Stored items:
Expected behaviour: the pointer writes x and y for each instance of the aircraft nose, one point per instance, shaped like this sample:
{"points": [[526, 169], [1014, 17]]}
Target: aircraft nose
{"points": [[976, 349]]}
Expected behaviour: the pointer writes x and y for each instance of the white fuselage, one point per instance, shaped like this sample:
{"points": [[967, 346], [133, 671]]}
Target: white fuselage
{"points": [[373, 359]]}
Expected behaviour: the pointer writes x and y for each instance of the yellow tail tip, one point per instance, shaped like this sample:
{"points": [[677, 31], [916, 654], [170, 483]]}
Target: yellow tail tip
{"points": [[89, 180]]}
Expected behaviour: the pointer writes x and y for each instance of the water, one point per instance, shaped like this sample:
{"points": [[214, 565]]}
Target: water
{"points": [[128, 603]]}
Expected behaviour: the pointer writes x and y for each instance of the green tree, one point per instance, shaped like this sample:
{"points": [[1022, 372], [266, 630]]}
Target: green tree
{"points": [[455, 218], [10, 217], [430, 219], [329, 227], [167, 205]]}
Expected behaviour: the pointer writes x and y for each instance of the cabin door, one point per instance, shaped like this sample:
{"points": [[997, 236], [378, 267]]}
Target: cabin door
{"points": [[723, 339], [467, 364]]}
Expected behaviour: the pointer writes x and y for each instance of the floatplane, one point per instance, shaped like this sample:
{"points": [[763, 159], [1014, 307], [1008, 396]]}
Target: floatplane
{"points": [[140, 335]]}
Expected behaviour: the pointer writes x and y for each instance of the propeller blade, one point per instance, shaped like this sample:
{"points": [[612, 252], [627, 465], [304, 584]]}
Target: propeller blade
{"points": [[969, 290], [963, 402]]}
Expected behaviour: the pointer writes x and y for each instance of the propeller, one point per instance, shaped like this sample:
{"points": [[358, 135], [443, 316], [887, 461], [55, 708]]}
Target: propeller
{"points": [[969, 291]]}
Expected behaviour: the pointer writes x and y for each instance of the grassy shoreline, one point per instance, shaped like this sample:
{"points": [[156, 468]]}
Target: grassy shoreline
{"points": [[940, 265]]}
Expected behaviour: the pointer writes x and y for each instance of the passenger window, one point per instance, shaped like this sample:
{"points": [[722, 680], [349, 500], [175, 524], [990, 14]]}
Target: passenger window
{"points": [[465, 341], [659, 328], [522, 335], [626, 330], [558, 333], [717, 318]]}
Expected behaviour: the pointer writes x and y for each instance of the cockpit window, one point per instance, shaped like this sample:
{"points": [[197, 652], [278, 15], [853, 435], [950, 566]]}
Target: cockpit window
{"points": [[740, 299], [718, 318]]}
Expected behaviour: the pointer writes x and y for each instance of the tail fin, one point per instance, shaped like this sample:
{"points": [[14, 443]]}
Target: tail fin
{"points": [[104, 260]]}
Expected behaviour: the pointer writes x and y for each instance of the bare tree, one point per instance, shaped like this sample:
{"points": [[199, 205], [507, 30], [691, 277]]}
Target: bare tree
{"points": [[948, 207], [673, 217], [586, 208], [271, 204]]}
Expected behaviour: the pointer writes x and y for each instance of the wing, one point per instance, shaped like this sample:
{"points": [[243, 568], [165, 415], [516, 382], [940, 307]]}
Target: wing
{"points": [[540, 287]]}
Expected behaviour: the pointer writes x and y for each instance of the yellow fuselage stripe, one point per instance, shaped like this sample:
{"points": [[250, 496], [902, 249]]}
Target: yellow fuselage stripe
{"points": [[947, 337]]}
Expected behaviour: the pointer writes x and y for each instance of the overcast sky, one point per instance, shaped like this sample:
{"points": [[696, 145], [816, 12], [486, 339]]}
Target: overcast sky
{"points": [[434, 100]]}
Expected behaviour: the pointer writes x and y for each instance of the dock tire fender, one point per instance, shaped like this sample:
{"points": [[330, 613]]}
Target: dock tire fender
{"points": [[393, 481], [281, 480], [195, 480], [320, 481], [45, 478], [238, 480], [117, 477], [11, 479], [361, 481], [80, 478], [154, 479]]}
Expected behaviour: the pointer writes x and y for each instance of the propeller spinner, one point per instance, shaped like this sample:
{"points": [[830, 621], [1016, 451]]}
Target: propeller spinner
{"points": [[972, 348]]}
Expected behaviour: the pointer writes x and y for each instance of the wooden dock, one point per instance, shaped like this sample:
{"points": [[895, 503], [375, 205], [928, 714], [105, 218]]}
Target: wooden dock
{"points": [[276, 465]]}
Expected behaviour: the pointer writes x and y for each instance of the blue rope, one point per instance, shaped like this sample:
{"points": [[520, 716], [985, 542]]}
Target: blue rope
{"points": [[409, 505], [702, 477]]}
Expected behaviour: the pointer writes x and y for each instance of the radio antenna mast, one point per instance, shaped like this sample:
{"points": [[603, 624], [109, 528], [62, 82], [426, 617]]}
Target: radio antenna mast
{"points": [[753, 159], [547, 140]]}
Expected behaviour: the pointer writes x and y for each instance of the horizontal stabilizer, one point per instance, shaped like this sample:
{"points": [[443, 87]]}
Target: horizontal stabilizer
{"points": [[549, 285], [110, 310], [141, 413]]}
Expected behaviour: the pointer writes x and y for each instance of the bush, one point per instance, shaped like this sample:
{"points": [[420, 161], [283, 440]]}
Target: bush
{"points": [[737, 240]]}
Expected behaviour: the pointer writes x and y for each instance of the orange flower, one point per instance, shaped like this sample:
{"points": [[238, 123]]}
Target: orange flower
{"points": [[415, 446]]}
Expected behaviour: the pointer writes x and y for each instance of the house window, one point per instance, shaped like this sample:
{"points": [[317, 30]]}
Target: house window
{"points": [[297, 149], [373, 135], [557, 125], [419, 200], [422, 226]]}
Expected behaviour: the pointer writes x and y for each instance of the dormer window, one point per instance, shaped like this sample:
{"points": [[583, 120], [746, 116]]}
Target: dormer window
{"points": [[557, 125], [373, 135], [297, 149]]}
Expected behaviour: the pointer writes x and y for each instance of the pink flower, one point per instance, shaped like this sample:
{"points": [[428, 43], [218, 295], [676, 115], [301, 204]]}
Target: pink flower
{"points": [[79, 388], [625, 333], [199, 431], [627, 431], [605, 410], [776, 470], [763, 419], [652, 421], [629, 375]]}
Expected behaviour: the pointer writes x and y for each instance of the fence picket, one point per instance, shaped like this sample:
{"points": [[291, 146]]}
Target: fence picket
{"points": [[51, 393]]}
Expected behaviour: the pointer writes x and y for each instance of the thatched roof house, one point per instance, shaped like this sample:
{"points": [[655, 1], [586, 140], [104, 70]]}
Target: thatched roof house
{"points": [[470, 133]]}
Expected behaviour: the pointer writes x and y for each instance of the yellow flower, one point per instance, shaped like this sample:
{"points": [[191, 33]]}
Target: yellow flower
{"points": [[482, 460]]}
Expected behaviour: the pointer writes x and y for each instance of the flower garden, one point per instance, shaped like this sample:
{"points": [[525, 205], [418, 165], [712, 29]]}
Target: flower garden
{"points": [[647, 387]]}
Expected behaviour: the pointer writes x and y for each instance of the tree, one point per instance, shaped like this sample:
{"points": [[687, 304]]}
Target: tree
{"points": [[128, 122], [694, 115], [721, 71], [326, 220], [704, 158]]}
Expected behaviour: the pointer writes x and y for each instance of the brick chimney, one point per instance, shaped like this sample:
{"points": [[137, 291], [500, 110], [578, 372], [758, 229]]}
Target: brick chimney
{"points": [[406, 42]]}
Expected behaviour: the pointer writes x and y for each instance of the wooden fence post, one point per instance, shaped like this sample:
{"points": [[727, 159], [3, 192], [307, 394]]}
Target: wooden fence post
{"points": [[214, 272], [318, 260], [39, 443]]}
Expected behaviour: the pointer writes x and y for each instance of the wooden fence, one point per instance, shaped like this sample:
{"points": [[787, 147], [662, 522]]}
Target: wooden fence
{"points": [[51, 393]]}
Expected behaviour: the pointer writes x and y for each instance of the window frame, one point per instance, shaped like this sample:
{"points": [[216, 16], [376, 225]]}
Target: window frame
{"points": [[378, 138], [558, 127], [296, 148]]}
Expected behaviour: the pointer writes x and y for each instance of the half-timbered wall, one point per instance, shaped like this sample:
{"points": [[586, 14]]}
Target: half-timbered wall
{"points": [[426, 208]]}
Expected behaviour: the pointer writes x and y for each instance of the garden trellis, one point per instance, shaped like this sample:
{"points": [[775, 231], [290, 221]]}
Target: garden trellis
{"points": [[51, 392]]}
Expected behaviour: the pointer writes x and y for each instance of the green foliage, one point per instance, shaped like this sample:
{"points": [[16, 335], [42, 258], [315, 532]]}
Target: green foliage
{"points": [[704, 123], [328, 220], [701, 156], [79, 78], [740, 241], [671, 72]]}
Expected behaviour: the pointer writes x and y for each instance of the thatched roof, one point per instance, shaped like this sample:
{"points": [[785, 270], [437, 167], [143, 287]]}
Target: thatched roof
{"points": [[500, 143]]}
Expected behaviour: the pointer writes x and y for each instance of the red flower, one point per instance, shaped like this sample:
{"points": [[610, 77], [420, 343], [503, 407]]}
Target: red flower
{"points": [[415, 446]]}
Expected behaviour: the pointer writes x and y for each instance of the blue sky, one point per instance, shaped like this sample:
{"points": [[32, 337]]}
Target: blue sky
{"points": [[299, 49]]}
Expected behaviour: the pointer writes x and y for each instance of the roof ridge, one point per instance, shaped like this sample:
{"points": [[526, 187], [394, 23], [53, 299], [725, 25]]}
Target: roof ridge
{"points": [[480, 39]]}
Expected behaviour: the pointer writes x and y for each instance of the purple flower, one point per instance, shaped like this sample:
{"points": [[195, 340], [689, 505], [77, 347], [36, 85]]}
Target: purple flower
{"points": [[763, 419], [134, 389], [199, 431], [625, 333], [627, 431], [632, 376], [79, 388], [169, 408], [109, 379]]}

Work task:
Among the entries above, the line containing "Target: tail fin", the line containing "the yellow fuselage", and all lines between them are to be restated word for word; nothing else belongs in the reply.

Result of the exercise:
Target: tail fin
{"points": [[104, 260]]}
Expected behaviour: the pointer writes x and y for each instance of the bare tree, one point per instance, shaped like this sample:
{"points": [[199, 205], [507, 30], [691, 277]]}
Target: bare tree
{"points": [[948, 207], [673, 217], [586, 208], [271, 204]]}
Expected behaviour: the pointer writes x and y for each instance of the wing, one point per instance, shaped like this sample:
{"points": [[243, 568], [165, 415], [516, 382], [940, 307]]}
Target: wing
{"points": [[540, 287]]}
Expected behaviour: the pointer writes x and y for each instance of the yellow fuselage stripe, one point per instance, shaped like this sample:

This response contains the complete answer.